# Records supplied
····················

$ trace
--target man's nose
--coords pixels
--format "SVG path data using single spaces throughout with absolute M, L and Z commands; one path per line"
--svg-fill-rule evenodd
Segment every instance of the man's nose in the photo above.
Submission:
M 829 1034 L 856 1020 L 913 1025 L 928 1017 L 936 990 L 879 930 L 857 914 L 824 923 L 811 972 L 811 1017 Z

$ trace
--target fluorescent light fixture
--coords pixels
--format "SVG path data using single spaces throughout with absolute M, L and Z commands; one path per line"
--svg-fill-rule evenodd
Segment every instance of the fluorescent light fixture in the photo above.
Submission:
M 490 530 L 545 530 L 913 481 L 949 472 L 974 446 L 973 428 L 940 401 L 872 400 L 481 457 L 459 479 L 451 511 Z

····················

The answer must consist of the lines from the one with "--target man's nose" through the final line of the entries above, exactly as they are, and nothing else.

# Response area
--target man's nose
--coords pixels
--format "SVG path data using single spaces throughout with absolute M, L and Z commands; one path per line"
--svg-fill-rule evenodd
Segment every instance of the man's nose in the photo above.
Submission:
M 829 1034 L 856 1020 L 913 1025 L 928 1017 L 936 990 L 879 930 L 857 914 L 824 923 L 811 972 L 811 1017 Z

$ trace
--target fluorescent light fixture
--coords pixels
--format "SVG path data using single spaces throughout with absolute M, L and Z commands; one path per line"
--svg-fill-rule evenodd
Segment every instance of the fluorescent light fixture in the photo above.
Submission:
M 490 530 L 545 530 L 913 481 L 949 472 L 974 446 L 973 428 L 940 401 L 872 400 L 481 457 L 459 479 L 451 511 Z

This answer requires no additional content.